Projeto de Lei nº 4.919/2023- Lei Larissa Manoela

A situação vivida por Larissa revelou lacunas na proteção jurídica de menores artistas, cujos rendimentos acabam, por vezes, sendo geridos exclusivamente pelos pais, sem fiscalização ou garantias. Em resposta a esse cenário, foi apresentado o Projeto de Lei nº 4.919/2023, conhecido informalmente como “Lei Larissa Manoela”. O texto propõe alterações no Estatuto da Criança e do Adolescente (ECA), com o objetivo de assegurar que parte dos rendimentos de artistas mirins seja obrigatoriamente depositada em conta judicial, com movimentação condicionada à autorização judicial.

Atualmente, o artigo 17 do ECA já protege a imagem e a dignidade da criança, e o artigo 227 da Constituição Federal impõe prioridade absoluta à proteção integral. Contudo, no plano prático, a aplicação dessas garantias muitas vezes esbarra na ausência de fiscalização efetiva sobre os contratos artísticos e os rendimentos obtidos por menores. A jurisprudência nacional já enfrentou casos semelhantes, como nos julgados do STJ que discutem a responsabilidade civil dos pais em situações de abuso de representação patrimonial dos filhos (REsp 1.149.314/SP).
::::::::
# O que fazer
1. Responda às perguntas abaixo com base no trecho sobre a Lei Larissa Manoela.
(a) Qual é o número do projeto de lei apresentado?
(b) Qual artigo do ECA já protege a imagem e a dignidade da criança?
(c) Qual artigo da Constituição Federal impõe prioridade absoluta à proteção integral?
2. Cite do trecho sobre a Lei Larissa Manoela a passagem que começa em "Atualmente, o artigo" e vai até "filhos (REsp 1.149.314/SP).", inclusive.

# Listagem
::::::::
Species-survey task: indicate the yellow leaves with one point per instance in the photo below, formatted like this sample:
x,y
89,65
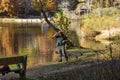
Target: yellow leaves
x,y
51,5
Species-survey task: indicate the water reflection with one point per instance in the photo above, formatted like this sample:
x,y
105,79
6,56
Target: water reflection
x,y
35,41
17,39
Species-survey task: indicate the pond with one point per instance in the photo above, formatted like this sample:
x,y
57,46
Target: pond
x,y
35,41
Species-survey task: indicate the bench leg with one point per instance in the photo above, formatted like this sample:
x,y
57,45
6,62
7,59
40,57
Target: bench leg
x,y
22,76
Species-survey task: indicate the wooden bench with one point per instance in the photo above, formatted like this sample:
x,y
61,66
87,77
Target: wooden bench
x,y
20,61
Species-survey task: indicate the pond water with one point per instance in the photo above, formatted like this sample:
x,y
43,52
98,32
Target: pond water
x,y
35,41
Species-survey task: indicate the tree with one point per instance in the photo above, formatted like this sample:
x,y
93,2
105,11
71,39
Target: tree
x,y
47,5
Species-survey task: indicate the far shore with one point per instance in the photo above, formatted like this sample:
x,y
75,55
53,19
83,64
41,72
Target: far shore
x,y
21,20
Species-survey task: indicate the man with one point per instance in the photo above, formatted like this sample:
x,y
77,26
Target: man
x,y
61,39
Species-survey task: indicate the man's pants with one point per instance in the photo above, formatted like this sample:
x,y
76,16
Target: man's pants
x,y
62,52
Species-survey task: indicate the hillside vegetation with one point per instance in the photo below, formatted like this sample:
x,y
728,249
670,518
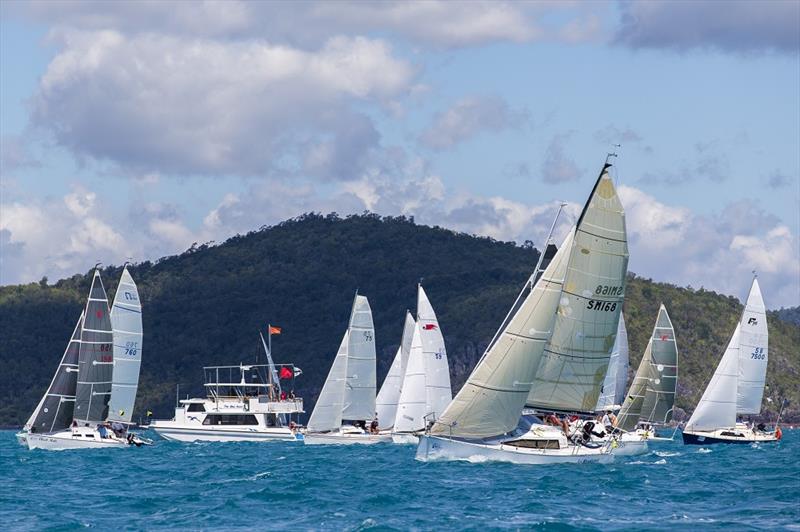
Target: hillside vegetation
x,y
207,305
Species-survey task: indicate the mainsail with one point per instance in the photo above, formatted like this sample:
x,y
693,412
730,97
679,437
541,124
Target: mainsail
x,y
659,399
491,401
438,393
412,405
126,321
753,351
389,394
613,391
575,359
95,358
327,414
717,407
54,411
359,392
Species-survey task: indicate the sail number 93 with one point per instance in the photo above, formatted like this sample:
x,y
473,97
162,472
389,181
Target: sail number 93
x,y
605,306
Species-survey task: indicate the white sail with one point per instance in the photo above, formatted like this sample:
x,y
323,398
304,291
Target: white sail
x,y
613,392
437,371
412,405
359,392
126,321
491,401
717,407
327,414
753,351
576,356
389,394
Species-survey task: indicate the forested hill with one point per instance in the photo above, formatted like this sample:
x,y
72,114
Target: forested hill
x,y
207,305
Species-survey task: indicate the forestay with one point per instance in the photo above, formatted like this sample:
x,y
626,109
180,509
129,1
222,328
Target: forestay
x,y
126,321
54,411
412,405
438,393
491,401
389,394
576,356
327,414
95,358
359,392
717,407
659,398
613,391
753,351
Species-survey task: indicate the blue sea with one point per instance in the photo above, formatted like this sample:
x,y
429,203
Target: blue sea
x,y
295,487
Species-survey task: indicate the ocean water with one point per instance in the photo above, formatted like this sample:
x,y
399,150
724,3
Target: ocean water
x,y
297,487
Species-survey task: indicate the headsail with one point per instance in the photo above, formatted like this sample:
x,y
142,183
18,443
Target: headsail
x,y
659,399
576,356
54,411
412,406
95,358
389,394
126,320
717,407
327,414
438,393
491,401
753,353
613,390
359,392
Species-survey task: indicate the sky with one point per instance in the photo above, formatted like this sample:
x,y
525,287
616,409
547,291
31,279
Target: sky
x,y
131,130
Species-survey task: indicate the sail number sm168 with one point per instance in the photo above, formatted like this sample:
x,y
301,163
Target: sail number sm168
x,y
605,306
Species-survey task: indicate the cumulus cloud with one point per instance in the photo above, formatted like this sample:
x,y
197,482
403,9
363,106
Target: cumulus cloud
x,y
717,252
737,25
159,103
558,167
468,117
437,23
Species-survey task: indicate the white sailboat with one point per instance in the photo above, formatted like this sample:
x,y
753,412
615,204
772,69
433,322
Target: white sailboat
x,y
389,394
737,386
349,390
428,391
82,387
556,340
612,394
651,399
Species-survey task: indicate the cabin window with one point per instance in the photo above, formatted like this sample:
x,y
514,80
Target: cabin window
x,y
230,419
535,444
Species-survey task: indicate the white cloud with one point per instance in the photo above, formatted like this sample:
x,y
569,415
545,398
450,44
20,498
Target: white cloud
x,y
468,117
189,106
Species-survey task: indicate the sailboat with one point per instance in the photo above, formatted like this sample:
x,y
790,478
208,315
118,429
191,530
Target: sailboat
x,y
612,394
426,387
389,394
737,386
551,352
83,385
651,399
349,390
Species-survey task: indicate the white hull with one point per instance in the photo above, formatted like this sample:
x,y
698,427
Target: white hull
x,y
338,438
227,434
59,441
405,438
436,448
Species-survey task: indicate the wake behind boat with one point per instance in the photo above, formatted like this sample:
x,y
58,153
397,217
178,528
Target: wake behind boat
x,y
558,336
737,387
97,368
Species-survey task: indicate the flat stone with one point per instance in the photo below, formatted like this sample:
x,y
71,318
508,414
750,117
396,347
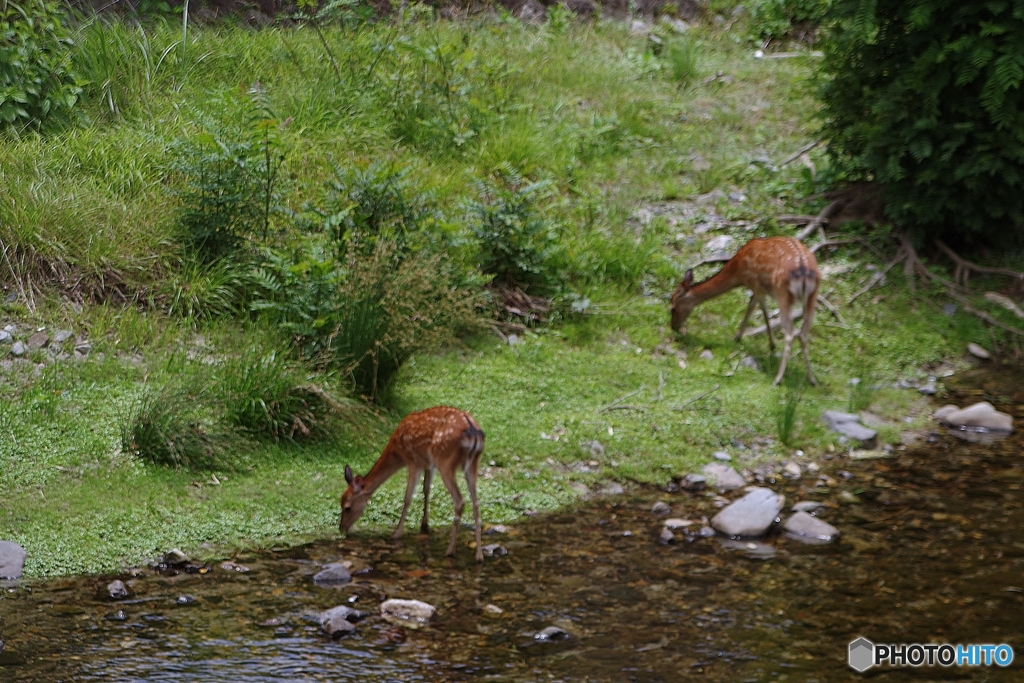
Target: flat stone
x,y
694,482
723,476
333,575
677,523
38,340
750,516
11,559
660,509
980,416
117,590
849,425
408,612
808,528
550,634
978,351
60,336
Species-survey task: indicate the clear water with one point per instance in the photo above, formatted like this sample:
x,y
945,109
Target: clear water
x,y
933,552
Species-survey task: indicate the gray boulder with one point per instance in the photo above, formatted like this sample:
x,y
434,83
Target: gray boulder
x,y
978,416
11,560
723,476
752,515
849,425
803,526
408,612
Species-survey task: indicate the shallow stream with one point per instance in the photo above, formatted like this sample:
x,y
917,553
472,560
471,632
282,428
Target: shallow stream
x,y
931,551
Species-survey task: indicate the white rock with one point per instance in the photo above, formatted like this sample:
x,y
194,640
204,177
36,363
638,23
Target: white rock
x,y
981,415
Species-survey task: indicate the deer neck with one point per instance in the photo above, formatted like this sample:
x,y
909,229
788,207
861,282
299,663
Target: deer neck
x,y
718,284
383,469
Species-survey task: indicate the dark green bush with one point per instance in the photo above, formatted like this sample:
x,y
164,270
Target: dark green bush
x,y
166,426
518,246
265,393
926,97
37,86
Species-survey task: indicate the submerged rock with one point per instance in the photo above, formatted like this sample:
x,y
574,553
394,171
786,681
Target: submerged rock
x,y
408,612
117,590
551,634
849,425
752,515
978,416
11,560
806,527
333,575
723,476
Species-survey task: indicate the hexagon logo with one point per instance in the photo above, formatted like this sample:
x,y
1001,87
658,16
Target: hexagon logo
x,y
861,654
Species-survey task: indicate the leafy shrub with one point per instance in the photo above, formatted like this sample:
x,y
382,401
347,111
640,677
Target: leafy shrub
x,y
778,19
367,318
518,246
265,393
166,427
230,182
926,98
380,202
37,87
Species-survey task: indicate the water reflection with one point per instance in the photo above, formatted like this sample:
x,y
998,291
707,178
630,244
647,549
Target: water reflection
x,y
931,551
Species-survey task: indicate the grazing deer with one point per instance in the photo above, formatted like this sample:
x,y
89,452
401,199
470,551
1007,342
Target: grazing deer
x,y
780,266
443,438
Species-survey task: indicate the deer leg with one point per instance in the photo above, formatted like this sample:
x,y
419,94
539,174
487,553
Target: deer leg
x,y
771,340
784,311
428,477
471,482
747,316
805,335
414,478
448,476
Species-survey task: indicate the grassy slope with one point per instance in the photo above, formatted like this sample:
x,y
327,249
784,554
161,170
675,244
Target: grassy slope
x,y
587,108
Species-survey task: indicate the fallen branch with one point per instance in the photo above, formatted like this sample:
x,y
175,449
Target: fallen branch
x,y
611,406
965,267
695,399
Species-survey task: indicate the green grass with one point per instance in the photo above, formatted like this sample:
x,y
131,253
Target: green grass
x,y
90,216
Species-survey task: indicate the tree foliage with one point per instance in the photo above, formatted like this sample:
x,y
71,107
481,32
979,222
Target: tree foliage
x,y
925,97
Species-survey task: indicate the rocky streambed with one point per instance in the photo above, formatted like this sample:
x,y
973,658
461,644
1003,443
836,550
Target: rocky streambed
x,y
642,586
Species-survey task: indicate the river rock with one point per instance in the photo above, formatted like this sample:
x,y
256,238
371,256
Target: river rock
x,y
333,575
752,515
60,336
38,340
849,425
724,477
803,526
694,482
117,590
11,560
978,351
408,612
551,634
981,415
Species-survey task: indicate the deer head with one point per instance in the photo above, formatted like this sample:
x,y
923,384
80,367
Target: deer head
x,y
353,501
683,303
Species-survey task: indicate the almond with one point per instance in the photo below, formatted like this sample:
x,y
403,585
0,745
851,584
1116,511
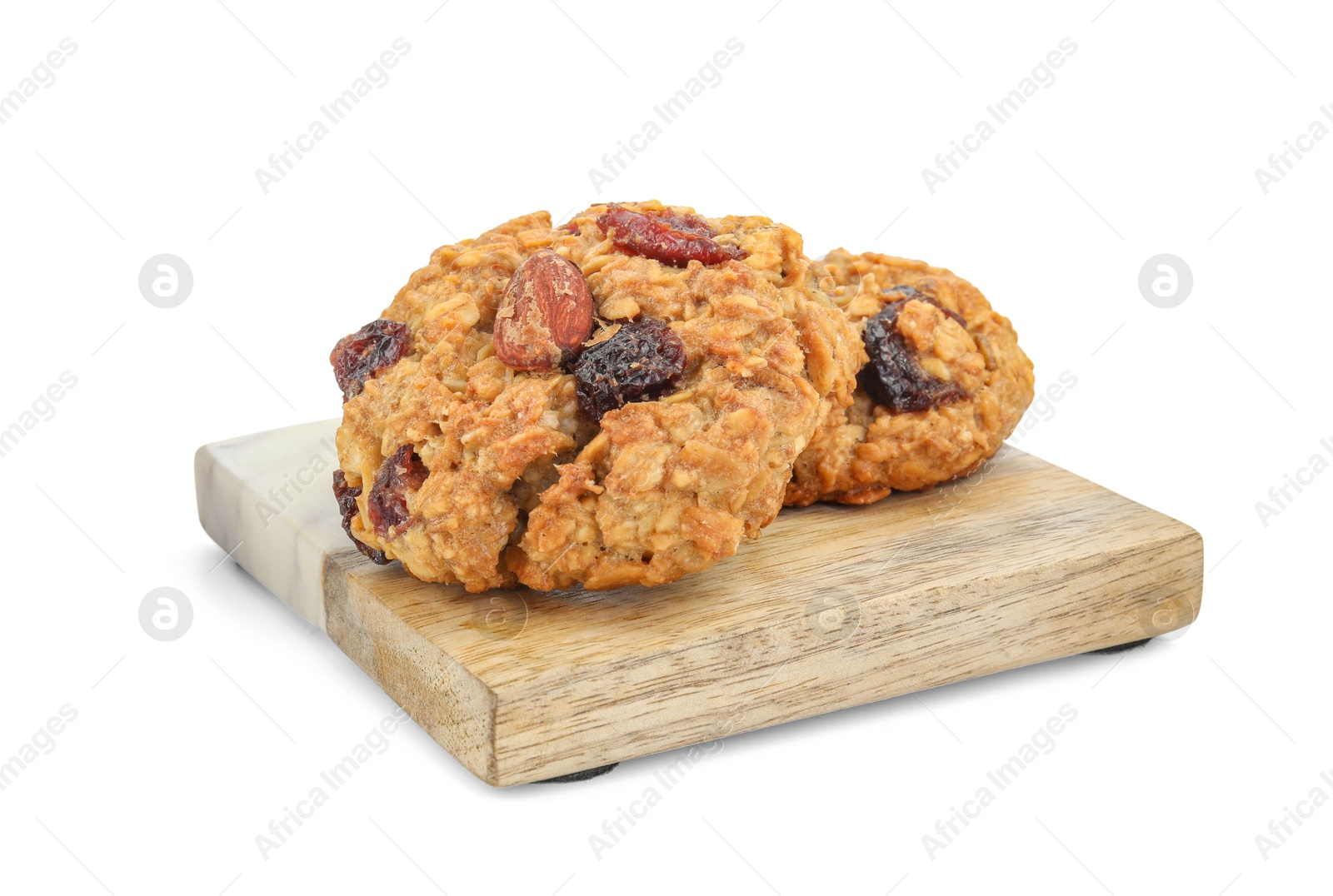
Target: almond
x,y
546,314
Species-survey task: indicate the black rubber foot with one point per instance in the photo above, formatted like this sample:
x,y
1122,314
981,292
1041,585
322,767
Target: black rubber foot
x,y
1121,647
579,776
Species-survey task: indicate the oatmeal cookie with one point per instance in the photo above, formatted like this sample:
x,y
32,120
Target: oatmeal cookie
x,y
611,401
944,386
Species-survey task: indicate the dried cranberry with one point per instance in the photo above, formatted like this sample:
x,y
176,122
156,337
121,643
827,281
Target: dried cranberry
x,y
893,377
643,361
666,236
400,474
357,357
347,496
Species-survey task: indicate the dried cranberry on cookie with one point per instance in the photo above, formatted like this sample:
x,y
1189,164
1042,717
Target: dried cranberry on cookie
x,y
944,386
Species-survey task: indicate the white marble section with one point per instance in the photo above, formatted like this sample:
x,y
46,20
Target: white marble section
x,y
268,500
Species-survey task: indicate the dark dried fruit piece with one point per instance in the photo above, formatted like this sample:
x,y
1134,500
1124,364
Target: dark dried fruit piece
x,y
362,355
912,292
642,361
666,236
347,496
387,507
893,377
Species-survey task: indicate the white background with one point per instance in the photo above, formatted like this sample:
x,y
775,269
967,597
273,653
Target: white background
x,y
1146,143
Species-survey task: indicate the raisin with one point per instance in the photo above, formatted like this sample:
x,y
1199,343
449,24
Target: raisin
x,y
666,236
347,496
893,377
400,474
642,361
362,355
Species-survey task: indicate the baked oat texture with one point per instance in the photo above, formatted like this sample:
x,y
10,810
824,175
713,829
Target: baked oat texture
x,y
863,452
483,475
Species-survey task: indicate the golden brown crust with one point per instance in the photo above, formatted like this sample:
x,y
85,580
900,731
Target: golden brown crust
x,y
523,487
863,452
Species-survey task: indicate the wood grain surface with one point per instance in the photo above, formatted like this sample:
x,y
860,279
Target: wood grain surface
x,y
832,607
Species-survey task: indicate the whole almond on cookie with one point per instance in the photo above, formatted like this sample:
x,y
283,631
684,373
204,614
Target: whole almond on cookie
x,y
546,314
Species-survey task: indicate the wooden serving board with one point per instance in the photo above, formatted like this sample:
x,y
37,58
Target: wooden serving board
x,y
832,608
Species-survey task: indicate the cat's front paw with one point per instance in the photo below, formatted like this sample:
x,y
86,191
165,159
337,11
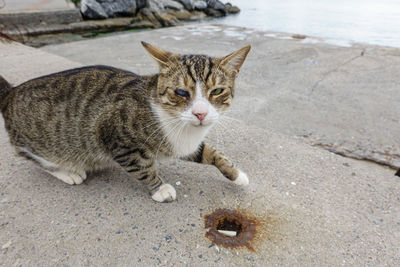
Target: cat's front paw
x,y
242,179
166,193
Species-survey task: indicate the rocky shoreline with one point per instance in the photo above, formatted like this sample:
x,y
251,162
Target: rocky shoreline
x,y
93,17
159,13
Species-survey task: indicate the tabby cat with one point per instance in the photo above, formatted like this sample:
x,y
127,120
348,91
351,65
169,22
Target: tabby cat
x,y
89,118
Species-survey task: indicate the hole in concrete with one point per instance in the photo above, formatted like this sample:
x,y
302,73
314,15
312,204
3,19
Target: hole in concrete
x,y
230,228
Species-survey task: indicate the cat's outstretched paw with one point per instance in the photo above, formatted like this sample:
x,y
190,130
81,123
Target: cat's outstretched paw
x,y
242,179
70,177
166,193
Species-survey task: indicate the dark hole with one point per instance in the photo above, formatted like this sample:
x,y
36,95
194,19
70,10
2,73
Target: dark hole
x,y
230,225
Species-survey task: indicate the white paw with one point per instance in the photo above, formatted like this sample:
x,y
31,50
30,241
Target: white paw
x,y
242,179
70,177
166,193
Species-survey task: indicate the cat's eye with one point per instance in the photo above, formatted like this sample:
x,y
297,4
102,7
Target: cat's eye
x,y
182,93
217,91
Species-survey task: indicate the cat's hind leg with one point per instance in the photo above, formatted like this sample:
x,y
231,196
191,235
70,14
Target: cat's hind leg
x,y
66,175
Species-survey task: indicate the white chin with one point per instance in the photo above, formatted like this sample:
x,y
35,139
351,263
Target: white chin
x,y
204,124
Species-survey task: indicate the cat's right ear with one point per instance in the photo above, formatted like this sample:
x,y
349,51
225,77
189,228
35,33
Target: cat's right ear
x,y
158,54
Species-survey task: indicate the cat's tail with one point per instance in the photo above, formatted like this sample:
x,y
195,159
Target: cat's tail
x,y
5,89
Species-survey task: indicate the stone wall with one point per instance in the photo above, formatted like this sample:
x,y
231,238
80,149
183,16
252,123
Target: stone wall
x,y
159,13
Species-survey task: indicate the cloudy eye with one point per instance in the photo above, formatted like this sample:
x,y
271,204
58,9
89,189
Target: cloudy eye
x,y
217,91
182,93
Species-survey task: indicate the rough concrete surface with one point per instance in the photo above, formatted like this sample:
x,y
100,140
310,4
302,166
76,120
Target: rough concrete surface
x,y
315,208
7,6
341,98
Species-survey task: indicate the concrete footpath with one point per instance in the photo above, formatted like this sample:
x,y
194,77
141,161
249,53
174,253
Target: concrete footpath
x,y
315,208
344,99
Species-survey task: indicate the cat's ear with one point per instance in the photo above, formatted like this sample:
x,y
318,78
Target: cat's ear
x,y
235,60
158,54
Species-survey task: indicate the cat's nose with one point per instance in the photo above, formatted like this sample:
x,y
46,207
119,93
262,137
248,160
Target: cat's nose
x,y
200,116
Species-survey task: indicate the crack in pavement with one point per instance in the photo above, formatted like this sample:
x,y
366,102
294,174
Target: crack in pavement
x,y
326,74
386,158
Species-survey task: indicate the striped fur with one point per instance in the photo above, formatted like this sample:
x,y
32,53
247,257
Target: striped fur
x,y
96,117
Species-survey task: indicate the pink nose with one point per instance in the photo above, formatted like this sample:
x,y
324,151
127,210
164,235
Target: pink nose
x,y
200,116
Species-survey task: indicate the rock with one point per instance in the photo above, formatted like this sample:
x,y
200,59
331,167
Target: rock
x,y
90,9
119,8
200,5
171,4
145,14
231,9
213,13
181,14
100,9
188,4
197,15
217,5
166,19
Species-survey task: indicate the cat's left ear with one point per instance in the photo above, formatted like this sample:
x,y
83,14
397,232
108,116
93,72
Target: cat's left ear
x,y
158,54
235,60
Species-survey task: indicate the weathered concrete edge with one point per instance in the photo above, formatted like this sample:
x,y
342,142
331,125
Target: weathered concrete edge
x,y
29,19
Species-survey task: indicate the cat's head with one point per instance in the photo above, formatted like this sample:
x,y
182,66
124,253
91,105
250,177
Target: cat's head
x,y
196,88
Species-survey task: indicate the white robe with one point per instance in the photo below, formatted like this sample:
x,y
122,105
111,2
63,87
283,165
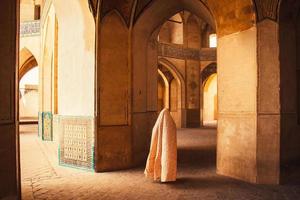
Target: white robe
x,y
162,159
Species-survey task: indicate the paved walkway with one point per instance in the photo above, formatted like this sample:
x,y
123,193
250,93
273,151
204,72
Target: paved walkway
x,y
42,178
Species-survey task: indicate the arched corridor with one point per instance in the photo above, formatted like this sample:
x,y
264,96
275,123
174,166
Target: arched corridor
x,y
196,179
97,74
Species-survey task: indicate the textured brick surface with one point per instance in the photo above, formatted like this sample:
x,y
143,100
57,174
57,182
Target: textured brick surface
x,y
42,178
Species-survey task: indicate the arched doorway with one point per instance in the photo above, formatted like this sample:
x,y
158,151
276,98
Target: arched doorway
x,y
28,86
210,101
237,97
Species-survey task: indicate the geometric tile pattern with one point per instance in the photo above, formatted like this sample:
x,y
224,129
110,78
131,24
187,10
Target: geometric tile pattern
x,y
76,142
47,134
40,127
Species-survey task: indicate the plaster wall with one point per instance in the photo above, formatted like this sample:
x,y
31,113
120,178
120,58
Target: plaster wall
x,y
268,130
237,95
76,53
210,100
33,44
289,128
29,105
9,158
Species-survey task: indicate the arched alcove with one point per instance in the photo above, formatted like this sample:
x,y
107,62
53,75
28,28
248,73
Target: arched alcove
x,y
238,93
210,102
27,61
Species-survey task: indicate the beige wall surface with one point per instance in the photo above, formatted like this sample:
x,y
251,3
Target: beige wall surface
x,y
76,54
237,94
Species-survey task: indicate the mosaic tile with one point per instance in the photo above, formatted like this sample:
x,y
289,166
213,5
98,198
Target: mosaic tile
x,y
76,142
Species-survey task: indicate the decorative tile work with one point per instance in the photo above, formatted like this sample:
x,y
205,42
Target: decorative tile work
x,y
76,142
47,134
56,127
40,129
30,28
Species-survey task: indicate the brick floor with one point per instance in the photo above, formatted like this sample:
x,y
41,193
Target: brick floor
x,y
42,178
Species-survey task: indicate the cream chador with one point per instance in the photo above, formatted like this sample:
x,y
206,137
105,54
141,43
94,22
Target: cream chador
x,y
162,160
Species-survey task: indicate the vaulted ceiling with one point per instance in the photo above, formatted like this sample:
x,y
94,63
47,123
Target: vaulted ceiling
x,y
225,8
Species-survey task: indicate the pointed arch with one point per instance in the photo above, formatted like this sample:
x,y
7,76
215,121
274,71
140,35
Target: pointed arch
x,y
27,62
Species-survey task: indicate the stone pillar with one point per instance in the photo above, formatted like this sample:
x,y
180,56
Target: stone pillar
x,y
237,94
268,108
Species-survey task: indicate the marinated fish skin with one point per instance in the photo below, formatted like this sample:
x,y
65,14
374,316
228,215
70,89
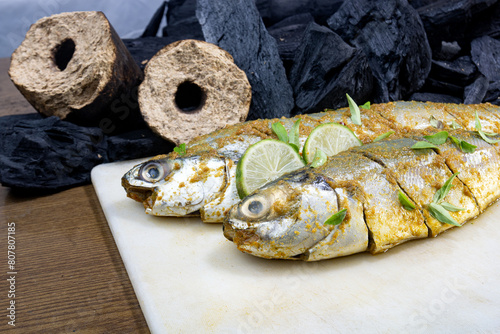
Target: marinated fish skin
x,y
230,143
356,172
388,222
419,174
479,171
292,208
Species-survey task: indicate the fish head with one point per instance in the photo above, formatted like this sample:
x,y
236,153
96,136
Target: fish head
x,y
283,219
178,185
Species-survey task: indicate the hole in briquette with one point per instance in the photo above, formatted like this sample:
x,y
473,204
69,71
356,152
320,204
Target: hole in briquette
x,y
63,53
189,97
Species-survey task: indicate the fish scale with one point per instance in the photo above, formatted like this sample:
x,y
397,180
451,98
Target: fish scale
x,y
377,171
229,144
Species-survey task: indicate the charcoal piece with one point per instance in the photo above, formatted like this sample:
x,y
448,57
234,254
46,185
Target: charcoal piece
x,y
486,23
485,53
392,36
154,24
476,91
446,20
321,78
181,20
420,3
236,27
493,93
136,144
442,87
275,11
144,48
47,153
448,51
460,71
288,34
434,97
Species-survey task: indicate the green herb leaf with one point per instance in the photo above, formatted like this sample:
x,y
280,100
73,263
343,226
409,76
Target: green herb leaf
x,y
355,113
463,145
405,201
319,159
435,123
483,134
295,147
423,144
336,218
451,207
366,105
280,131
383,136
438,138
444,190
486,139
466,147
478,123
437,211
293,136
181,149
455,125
::::::::
# Respostas
1.
(a) 4.919/2023.
(b) O artigo 17.
(c) O artigo 227.

2.
Atualmente, o artigo 17 do ECA já protege a imagem e a dignidade da criança, e o artigo 227 da Constituição Federal impõe prioridade absoluta à proteção integral. Contudo, no plano prático, a aplicação dessas garantias muitas vezes esbarra na ausência de fiscalização efetiva sobre os contratos artísticos e os rendimentos obtidos por menores. A jurisprudência nacional já enfrentou casos semelhantes, como nos julgados do STJ que discutem a responsabilidade civil dos pais em situações de abuso de representação patrimonial dos filhos (REsp 1.149.314/SP).